Task A >>
In the self-hosted CI/CD article, how long does the pipeline typically take from push to production?
Task B >>
Quote the self-hosted CI/CD article from "How the Pipeline" to "push to production.".
Task C >>
Write what comes next in the self-hosted CI/CD article, picking up after its last sentence.

Page excerpt >>

Self-Hosted CI/CD on a Home Rack: GitHub, Gitea, Woodpecker, and Portainer

Depending on your team size and build volume, you could be spending anywhere from a few hundred to several thousand rand per month on cloud CI/CD services — from our experience working with South African SaaS teams. Your code lives on GitHub, but your infrastructure sits in a rack at home. Here’s how we built a pipeline that costs nothing in CI fees and deploys on every push.

The Goal

Auto-deploy our production site on every GitHub push, fully self-hosted on our home rack, with zero cloud CI costs. That sounds simple until you realise that GitHub, Gitea, Woodpecker, Docker Hub, and Portainer all need to talk to each other — and none of them were designed to work together out of the box.

We broke it into five phases. Each one solved a distinct problem. Each one had at least one “oh, that’s why it doesn’t work” moment.

How the Pipeline Actually Works

Here’s the complete flow in one paragraph: A developer pushes code to GitHub. A webhook fires immediately to our Gitea instance, triggering a mirror sync. Gitea’s webhook then notifies Woodpecker CI, which spins up a pipeline container. Woodpecker builds the Docker image, tags it with both a fixed dev tag and the commit SHA, and pushes it to Docker Hub. A final pipeline step calls Portainer’s REST API to redeploy the stack with the new image. Old images are pruned locally, while Docker Hub retains every SHA-tagged build as a free rollback archive. Total time: typically 2-4 minutes from push to production.

Operational Numbers

Phase 1: Mirror Sync — GitHub to Gitea

Gitea has a built-in mirror feature that pulls from a remote repository on a schedule. The problem? The default polling interval is slow. You push to GitHub and wait up to 24 hours for Gitea to notice. That’s not CI/CD — that’s CI/eventually.

Information shown >>

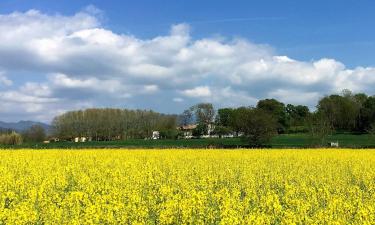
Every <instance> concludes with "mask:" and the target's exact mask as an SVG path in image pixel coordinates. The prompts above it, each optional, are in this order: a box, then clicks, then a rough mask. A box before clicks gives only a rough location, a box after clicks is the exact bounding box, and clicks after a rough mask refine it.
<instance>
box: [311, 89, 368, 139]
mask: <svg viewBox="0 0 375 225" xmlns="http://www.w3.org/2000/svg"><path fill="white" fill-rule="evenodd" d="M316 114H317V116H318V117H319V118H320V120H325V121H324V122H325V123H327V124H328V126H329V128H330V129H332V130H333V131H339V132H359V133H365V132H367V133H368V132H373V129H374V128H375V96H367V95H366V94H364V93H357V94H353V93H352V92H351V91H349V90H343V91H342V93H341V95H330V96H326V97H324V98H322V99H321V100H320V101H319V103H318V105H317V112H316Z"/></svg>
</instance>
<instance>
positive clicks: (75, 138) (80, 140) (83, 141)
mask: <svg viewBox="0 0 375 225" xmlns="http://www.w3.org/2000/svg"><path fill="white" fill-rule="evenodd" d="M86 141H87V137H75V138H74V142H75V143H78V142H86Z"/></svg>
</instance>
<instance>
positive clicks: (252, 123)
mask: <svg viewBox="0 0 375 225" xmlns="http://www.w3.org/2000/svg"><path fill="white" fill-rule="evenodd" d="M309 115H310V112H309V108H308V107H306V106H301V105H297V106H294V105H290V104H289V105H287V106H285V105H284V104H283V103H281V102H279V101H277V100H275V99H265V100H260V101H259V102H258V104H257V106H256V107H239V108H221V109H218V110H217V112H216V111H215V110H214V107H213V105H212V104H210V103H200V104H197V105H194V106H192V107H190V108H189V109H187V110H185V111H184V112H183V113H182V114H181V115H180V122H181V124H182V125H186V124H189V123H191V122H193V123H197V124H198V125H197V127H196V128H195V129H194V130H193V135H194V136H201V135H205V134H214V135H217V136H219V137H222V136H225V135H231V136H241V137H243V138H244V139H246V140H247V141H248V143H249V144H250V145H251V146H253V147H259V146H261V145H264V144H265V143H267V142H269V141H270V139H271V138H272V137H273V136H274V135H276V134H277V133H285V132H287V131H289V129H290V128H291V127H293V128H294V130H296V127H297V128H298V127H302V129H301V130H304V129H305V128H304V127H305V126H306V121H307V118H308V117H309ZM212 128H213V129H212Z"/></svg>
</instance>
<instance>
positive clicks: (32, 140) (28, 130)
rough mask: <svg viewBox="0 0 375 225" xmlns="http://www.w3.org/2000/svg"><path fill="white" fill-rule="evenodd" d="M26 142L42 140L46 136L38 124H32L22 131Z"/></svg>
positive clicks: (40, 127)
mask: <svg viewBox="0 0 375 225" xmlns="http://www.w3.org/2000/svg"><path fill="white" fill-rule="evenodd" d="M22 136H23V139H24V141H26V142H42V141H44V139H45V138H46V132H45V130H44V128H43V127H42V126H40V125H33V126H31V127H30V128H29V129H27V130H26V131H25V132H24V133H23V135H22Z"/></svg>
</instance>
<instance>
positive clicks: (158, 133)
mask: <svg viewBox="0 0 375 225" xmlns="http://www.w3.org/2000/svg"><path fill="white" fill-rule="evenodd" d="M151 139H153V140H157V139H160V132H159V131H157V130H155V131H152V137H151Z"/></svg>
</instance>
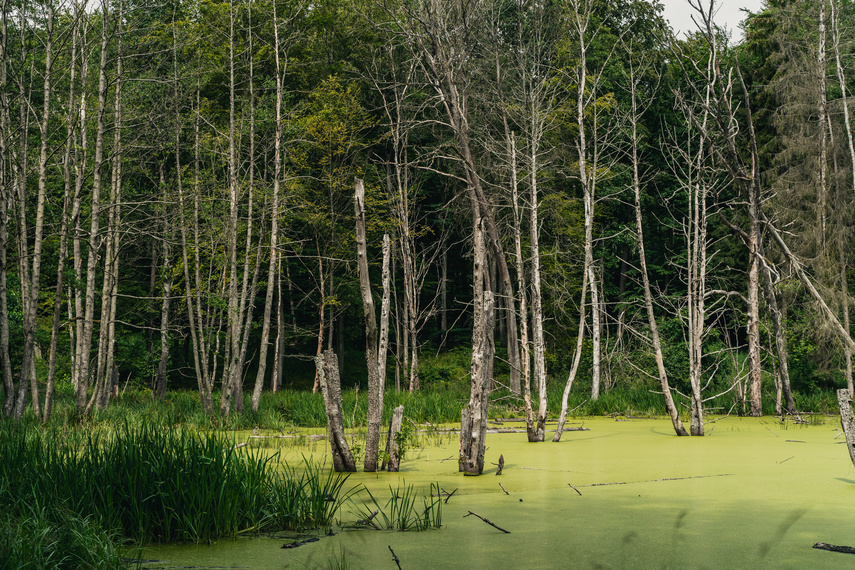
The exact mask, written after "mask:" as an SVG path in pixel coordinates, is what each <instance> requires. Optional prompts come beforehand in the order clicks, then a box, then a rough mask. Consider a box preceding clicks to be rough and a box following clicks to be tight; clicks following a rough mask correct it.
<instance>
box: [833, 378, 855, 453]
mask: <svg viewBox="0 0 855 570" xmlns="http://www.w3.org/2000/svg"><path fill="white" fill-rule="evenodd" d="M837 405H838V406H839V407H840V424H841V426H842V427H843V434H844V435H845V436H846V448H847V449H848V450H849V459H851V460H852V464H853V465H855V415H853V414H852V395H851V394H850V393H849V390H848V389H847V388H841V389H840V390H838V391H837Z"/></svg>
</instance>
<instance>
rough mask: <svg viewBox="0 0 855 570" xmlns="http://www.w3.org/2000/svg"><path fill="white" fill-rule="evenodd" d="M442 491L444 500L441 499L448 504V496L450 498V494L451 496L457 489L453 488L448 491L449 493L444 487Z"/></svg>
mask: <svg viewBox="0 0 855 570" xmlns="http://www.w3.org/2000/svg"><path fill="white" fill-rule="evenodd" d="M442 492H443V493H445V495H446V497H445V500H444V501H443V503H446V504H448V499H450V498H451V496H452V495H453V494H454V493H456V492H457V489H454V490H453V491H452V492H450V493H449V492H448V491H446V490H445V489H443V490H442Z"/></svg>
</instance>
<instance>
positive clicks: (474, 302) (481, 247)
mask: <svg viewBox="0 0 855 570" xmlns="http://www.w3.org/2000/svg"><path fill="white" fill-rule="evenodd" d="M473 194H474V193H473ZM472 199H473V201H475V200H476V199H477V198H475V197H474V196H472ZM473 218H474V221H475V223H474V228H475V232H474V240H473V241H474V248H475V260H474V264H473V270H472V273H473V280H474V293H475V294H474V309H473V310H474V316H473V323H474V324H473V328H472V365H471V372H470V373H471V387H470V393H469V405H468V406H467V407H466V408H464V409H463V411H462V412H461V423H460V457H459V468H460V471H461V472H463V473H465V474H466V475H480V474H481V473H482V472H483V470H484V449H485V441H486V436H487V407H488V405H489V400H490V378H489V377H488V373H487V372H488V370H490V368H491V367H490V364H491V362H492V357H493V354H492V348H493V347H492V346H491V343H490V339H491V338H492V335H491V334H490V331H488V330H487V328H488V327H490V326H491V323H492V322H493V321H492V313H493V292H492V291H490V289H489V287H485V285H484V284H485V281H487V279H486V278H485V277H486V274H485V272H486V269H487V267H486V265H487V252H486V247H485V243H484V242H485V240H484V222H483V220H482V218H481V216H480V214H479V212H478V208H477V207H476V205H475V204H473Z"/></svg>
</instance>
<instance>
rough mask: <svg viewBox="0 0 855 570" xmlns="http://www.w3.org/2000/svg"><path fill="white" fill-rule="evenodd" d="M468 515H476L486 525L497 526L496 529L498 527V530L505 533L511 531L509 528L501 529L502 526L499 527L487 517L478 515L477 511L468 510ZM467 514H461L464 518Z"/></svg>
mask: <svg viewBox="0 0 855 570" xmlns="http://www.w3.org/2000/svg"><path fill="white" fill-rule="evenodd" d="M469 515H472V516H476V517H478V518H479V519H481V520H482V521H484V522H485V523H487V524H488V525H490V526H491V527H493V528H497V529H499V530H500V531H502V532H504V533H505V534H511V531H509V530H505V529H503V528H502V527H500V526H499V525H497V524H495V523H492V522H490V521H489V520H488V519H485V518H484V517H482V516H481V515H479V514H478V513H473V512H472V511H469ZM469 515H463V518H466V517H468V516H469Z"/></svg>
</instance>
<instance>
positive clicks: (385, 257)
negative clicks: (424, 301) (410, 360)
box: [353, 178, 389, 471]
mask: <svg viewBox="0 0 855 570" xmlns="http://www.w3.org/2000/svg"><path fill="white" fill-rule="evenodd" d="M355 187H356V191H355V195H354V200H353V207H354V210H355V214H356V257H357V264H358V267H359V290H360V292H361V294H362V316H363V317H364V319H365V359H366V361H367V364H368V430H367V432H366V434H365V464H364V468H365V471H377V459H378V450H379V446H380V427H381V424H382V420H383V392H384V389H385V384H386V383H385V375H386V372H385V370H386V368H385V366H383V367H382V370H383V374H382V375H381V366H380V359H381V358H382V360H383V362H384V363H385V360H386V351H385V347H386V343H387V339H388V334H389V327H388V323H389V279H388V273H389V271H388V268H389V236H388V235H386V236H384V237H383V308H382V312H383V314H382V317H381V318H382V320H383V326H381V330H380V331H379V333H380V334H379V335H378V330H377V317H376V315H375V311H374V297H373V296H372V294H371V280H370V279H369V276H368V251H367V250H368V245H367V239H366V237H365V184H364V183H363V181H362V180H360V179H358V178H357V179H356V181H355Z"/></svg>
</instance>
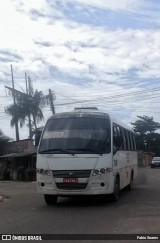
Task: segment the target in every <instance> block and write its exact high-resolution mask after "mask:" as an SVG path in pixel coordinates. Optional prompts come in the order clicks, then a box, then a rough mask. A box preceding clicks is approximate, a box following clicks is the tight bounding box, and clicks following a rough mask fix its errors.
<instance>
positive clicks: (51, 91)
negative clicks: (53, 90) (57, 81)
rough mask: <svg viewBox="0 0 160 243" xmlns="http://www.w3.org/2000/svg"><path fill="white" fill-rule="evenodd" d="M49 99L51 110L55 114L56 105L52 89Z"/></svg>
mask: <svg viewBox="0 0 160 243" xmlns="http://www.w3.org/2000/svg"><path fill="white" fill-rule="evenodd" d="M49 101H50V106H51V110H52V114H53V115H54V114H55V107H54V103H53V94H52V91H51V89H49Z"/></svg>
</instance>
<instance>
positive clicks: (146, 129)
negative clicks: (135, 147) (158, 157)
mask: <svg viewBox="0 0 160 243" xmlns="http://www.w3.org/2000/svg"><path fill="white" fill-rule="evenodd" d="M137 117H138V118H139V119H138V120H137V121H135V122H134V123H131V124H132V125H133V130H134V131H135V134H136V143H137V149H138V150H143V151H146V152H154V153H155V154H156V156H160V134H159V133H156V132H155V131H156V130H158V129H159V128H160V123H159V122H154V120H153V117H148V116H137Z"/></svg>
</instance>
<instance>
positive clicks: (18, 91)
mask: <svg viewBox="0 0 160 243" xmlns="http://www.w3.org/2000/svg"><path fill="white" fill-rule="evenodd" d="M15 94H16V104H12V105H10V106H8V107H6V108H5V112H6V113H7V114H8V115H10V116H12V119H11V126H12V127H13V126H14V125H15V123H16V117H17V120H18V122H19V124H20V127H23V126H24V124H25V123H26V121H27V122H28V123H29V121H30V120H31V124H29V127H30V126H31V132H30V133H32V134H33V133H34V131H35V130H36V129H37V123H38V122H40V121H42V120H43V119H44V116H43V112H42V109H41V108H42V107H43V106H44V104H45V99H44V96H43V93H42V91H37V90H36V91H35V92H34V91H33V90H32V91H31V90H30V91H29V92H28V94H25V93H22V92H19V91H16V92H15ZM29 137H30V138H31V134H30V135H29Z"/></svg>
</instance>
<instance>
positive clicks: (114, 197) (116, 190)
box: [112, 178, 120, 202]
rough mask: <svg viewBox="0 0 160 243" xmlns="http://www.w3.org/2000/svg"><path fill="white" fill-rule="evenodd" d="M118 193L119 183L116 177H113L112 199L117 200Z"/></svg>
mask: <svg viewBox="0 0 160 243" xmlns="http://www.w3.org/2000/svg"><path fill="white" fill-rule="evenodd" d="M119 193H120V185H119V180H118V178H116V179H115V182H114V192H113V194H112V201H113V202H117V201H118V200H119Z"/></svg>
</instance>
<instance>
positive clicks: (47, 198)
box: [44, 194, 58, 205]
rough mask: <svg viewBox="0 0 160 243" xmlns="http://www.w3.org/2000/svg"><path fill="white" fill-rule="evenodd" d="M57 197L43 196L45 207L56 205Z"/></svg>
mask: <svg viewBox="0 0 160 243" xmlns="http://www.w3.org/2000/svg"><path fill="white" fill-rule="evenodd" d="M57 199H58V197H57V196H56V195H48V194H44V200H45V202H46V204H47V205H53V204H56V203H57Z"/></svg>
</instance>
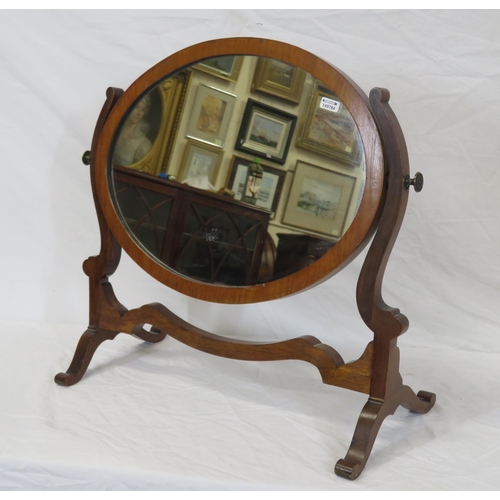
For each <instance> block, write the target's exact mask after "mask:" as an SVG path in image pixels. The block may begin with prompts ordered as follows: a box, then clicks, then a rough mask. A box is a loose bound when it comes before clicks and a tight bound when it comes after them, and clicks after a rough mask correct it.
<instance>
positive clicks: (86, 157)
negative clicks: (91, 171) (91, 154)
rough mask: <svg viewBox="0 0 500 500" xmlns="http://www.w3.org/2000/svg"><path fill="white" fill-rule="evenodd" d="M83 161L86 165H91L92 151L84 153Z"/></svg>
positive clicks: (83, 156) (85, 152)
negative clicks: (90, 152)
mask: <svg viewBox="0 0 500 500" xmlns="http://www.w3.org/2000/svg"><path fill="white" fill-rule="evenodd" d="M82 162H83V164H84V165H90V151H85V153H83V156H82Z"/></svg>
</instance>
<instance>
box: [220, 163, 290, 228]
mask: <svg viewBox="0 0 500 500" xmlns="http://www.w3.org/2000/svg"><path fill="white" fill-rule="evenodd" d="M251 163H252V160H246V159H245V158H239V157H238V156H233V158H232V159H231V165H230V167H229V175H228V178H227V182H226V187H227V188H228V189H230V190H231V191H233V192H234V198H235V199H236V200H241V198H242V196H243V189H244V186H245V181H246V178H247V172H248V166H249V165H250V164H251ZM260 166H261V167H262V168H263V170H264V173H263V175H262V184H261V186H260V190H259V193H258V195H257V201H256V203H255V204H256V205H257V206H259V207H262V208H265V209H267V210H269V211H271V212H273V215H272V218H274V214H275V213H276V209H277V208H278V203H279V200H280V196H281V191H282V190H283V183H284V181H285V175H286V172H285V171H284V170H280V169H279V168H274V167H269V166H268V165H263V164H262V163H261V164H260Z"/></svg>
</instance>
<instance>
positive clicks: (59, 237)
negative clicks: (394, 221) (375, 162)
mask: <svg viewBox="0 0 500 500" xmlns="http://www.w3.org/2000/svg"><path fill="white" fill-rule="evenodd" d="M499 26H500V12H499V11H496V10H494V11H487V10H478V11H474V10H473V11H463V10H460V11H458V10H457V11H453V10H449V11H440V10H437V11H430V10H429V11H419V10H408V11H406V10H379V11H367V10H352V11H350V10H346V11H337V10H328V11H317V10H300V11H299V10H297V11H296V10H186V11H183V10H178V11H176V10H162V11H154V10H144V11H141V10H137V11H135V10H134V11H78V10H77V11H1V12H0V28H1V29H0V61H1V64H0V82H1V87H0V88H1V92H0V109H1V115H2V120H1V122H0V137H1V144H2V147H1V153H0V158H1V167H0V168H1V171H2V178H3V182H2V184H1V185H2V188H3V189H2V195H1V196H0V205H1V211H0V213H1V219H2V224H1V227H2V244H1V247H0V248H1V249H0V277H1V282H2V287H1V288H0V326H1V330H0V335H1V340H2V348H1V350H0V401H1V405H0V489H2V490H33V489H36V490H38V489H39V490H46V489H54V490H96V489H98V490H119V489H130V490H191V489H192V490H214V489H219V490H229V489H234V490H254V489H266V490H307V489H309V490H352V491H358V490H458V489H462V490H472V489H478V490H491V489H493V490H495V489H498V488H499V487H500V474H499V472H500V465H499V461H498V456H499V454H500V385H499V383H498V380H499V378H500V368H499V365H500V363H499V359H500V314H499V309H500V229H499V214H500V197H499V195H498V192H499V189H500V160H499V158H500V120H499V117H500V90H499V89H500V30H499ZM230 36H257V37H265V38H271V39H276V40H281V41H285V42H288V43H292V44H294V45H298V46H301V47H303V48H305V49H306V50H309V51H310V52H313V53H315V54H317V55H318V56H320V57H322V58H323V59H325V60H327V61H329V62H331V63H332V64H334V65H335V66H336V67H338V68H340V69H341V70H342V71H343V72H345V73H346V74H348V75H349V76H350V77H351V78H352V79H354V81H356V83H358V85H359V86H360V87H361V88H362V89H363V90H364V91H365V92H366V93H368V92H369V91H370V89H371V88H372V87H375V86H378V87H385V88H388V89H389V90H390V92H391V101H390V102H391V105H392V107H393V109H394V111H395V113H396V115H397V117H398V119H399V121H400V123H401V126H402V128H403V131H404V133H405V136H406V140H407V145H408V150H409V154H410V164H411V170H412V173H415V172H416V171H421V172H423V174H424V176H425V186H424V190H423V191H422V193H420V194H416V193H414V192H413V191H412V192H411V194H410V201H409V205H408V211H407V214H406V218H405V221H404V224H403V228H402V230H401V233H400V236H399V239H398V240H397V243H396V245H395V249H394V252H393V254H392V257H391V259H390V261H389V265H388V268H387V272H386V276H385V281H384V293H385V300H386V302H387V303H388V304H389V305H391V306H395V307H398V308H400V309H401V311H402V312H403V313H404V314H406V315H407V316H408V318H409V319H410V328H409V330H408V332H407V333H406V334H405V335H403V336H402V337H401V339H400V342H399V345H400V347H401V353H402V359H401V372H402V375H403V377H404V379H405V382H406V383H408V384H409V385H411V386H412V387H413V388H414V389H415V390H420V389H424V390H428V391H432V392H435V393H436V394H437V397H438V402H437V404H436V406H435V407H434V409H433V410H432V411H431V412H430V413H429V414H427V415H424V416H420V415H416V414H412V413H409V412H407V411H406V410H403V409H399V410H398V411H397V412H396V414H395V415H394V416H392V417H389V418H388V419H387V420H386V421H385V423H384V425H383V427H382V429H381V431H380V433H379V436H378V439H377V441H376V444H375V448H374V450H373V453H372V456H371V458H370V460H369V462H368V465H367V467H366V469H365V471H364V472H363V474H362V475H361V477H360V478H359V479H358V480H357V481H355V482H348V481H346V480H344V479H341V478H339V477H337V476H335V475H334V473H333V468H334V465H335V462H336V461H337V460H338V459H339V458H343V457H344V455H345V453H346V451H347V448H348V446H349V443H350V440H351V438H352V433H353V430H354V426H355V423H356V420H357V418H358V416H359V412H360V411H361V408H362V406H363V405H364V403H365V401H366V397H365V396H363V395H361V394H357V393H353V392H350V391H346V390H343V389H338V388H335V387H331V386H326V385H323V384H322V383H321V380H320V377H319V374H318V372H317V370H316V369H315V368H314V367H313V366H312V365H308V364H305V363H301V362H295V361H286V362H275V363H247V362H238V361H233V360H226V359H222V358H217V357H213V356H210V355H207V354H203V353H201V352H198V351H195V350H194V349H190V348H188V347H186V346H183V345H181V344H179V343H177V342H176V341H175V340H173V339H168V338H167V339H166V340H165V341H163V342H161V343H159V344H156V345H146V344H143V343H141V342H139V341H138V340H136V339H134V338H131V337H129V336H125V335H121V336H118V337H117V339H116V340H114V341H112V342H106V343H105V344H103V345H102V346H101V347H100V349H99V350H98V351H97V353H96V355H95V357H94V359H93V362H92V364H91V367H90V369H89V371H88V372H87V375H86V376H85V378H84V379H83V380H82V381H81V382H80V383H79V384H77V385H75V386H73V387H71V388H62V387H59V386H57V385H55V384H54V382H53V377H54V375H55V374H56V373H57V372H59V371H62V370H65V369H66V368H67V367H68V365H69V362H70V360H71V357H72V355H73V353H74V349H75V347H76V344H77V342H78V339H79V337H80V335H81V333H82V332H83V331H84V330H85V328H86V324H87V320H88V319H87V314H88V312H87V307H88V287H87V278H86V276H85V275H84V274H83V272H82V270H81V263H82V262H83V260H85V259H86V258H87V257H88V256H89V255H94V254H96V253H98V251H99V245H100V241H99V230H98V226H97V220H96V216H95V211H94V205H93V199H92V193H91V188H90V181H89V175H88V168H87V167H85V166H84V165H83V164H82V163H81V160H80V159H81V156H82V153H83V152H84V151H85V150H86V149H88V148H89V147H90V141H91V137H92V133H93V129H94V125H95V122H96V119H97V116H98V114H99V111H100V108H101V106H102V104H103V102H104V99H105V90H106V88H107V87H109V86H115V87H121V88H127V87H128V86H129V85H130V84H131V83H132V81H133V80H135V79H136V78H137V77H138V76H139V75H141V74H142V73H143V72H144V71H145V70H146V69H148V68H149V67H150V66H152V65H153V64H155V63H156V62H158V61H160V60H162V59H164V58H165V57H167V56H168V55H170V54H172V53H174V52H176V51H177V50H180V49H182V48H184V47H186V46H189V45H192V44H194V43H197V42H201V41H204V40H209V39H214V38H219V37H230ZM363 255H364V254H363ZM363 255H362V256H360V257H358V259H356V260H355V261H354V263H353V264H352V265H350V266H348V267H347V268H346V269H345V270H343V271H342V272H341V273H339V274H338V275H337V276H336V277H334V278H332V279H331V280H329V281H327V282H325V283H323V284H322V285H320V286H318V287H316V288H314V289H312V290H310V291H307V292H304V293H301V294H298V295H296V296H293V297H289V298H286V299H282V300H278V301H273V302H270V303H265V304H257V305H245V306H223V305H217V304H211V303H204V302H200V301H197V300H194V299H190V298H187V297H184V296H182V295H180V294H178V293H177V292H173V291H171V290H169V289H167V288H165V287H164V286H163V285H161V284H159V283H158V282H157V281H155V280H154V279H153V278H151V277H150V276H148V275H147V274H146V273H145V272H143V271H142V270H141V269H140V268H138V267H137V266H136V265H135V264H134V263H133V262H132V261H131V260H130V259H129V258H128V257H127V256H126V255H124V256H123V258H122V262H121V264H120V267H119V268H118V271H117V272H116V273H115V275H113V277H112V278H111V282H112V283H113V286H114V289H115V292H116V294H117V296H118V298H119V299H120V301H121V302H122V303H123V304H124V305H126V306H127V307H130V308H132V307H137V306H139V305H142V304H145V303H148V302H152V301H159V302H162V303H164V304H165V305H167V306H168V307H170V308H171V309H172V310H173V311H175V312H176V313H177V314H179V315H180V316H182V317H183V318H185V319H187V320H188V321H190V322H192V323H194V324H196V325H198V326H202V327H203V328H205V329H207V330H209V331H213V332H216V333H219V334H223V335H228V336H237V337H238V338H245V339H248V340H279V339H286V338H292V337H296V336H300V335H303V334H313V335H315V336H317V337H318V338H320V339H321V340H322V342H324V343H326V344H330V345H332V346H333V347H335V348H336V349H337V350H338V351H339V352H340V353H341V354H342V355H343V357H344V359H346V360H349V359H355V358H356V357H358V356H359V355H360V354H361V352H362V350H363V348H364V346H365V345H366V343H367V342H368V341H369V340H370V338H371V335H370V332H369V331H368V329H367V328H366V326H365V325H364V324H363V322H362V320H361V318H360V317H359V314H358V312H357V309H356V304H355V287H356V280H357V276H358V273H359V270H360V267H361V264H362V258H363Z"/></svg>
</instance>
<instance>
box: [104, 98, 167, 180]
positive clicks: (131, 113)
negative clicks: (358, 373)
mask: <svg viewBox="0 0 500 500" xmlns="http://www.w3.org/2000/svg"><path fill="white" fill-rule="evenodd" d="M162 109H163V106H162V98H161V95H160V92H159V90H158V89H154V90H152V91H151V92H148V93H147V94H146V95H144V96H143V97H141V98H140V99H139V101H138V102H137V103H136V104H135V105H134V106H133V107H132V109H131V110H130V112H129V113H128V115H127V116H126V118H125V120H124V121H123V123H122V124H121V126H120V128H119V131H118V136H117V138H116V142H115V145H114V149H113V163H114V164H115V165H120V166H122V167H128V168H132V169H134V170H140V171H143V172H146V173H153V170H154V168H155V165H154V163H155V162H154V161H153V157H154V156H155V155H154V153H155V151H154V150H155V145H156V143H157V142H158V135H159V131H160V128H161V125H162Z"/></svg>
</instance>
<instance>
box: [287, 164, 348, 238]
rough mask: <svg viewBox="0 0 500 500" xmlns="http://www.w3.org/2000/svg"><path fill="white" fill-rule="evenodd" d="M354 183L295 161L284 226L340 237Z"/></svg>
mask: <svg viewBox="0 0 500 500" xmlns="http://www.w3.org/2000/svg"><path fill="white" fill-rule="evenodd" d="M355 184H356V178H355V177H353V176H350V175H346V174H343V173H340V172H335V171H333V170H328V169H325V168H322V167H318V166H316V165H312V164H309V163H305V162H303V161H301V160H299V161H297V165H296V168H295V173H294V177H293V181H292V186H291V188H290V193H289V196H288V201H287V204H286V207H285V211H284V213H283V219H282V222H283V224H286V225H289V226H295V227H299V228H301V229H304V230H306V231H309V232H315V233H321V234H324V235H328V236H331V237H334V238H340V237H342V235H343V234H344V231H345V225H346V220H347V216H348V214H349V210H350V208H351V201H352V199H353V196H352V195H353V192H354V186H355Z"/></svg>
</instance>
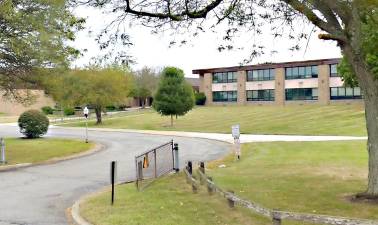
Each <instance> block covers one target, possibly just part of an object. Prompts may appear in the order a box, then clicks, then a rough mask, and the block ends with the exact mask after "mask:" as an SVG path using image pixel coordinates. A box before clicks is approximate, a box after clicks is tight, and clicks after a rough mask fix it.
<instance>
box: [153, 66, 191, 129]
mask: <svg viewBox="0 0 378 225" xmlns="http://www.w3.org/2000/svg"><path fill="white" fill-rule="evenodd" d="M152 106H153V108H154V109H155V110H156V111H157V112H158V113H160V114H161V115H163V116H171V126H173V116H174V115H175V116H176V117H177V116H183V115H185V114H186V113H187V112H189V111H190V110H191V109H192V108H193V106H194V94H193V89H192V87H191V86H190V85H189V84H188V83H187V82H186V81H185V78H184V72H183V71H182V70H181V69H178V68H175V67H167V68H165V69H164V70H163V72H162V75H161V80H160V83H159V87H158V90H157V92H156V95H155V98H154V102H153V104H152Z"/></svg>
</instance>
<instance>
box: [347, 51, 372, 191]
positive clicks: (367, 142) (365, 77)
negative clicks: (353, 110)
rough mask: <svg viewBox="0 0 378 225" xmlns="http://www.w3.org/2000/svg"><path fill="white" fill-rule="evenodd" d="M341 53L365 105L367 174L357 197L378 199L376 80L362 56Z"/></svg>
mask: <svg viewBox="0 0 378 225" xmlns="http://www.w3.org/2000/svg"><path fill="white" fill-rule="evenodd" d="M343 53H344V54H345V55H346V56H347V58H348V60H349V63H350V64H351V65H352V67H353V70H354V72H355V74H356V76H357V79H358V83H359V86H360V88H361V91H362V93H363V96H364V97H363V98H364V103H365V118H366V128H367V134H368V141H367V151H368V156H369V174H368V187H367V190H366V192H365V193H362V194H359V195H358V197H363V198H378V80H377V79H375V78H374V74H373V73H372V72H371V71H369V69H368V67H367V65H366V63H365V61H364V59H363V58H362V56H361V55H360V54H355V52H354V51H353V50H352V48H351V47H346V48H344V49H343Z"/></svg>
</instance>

Output A >>
Typically 2-4 minutes.

Output B >>
How the Pipeline Actually Works

Here’s the complete flow in one paragraph: A developer pushes code to GitHub. A webhook fires immediately to our Gitea instance, triggering a mirror sync. Gitea’s webhook then notifies Woodpecker CI, which spins up a pipeline container. Woodpecker builds the Docker image, tags it with both a fixed dev tag and the commit SHA, and pushes it to Docker Hub. A final pipeline step calls Portainer’s REST API to redeploy the stack with the new image. Old images are pruned locally, while Docker Hub retains every SHA-tagged build as a free rollback archive. Total time: typically 2-4 minutes from push to production.

Output C >>
The Fix: GitHub Webhook for Immediate Sync

We added a GitHub webhook that fires on every push and calls Gitea’s mirror-sync API endpoint directly:

POST /api/v1/repos/{owner}/{repo}/mirror-sync

The auth token is passed as a query parameter. We generated a scoped Gitea API token with repo read/write only — no admin, no user permissions. Minimum viable scope.

Securing the Webhook: ALLOWED_HOST_LIST

Gitea restricts which hosts can send webhooks via the ALLOWED_HOST_LIST configuration. Since we run Gitea behind Cloudflare Tunnel, GitHub’s webhook doesn’t hit Gitea directly — Cloudflare’s edge does. So the real source IPs hitting our Gitea instance are Cloudflare’s own IP ranges.

Instead of wildcarding the host list (which most people copy-paste without reading the warning), we restricted it to Cloudflare’s published IP ranges:

GITEA__webhook__ALLOWED_HOST_LIST=173.245.48.0/20,103.21.244.0/22,103.22.200.0/22,104.16.0.0/13,104.24.0.0/14,172.64.0.0/13,131.0.72.0/22

Phase 2: Woodpecker CI Setup

Woodpecker is a lightweight, Docker-native CI engine. It’s simpler than Jenkins, more self-hostable than GitHub Actions, and integrates cleanly with Gitea. We ran both the Woodpecker server and agent in the same docker-compose stack.

The gRPC Gotcha

The Woodpecker agent communicates with the server over gRPC — that’s a separate port from the HTTP UI. Both need to be exposed. If you only expose the web UI port, the agent can’t connect, and your pipelines will sit in a pending state forever.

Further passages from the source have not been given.